» **TEXTO DA PÁGINA**:
□ □ □ □ □

A Luta por Espaço e Voz no Debate sobre Gordofobia em Saúde

 

 A Luta por Espaço e Voz no Debate sobre Gordofobia em Saúde

Quem vê close, não vê corre. Esse ditado popular nunca fez tanto sentido pra mim como nos últimos meses. A gente olha as redes sociais, as fotos bonitas, as conquistas, mas esquece que por trás de cada vitória tem muito suor, luta e, às vezes, lágrimas. E hoje quero compartilhar com vocês os bastidores de uma das experiências mais marcantes da minha trajetória nos estudos e ativismo gordo: nossa participação no 9º Congresso Brasileiro de Ciências Sociais e Humanas em Saúde – ABRASCO, que aconteceu em novembro de 2023, em Recife.

O tema central do evento já era potente: “Emancipação e Saúde: Decolonialidade, reparação e reconstrução crítica”. E foi nesse espaço que conseguimos propor e realizar a primeira mesa de debate sobre gordofobia pelos estudos do corpo gordo. Sim, pessoas gordas falando sobre seus próprios corpos, suas pesquisas  e suas experiências. Parece óbvio, mas acreditem: foi uma jornada árdua para chegar lá.

□ □ □ □ □

Trechos de um conjunto de dados
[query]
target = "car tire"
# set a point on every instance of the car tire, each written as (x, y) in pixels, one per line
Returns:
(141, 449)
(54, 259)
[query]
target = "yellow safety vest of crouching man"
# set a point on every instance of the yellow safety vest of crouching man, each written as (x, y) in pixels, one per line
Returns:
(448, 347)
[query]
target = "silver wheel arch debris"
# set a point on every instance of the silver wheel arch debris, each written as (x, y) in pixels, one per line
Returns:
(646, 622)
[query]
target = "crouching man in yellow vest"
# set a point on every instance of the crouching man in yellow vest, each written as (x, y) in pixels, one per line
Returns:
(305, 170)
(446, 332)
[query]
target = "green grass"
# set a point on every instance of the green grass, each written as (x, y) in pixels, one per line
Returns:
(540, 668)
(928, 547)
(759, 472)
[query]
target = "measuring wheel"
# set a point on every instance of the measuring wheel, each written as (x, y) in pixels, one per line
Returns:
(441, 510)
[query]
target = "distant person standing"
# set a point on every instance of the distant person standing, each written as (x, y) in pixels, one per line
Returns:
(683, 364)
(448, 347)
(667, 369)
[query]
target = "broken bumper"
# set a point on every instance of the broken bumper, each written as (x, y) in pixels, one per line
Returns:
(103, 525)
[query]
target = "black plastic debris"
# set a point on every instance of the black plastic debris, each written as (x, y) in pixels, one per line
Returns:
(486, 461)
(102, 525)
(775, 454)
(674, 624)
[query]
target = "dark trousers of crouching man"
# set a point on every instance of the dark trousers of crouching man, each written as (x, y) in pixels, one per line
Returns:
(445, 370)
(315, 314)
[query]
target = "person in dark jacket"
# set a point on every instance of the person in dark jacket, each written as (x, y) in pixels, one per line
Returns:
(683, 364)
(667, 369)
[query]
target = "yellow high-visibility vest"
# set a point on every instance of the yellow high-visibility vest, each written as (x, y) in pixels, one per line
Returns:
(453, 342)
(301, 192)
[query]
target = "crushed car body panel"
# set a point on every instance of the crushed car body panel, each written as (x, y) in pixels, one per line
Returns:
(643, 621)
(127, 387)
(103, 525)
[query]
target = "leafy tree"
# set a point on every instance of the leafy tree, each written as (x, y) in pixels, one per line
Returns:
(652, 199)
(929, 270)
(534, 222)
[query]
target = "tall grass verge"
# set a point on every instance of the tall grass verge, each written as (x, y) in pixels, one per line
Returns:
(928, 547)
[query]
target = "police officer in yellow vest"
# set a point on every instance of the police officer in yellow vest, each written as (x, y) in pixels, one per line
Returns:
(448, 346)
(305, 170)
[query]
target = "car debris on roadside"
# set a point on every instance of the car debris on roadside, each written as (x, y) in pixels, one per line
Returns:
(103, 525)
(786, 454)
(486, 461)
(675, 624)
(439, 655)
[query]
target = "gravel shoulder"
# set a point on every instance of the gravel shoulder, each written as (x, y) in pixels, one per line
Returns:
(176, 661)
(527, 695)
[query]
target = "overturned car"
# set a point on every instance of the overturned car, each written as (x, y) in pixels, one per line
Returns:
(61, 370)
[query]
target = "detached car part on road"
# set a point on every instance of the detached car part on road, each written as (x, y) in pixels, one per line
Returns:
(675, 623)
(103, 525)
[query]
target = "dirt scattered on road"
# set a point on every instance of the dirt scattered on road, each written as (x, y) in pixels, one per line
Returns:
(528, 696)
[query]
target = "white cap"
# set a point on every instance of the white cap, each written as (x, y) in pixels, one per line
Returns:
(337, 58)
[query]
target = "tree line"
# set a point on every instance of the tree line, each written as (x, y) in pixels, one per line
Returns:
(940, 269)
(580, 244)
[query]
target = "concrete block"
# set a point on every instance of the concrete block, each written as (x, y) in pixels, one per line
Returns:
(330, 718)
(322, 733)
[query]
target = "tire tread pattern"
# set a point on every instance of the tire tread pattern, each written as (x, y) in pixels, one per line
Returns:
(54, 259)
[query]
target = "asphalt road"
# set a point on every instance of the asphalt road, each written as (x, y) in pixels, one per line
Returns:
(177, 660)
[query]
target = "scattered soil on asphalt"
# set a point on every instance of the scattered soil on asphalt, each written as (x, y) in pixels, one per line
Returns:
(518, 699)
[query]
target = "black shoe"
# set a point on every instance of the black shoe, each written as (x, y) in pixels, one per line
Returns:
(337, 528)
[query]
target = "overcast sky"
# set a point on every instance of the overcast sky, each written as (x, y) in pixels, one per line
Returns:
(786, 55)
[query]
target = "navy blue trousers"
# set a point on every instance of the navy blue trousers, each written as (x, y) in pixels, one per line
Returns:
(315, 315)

□ □ □ □ □

» **TRABALHO SOLICITADO**:
- A) Segundo o texto da página, em que cidade e em que mês e ano aconteceu o congresso?
- B) Resuma o texto da página em duas frases.
- C) Reproduza, sem alterações, o trecho do texto da página que vai de "O tema central" até "para chegar lá.".

» **RESPOSTAS POR TAREFA**:
- A) Em Recife, em novembro de 2023.

- B) O texto relata os bastidores da participação no 9º Congresso Brasileiro de Ciências Sociais e Humanas em Saúde da ABRASCO, realizado em Recife em novembro de 2023, e lembra que por trás de cada vitória há suor, luta e às vezes lágrimas. Nesse evento, cujo tema central era “Emancipação e Saúde: Decolonialidade, reparação e reconstrução crítica”, foi proposta e realizada, depois de uma jornada árdua, a primeira mesa de debate sobre gordofobia pelos estudos do corpo gordo, com pessoas gordas falando sobre seus próprios corpos, pesquisas e experiências.

- C)
O tema central do evento já era potente: “Emancipação e Saúde: Decolonialidade, reparação e reconstrução crítica”. E foi nesse espaço que conseguimos propor e realizar a primeira mesa de debate sobre gordofobia pelos estudos do corpo gordo. Sim, pessoas gordas falando sobre seus próprios corpos, suas pesquisas  e suas experiências. Parece óbvio, mas acreditem: foi uma jornada árdua para chegar lá.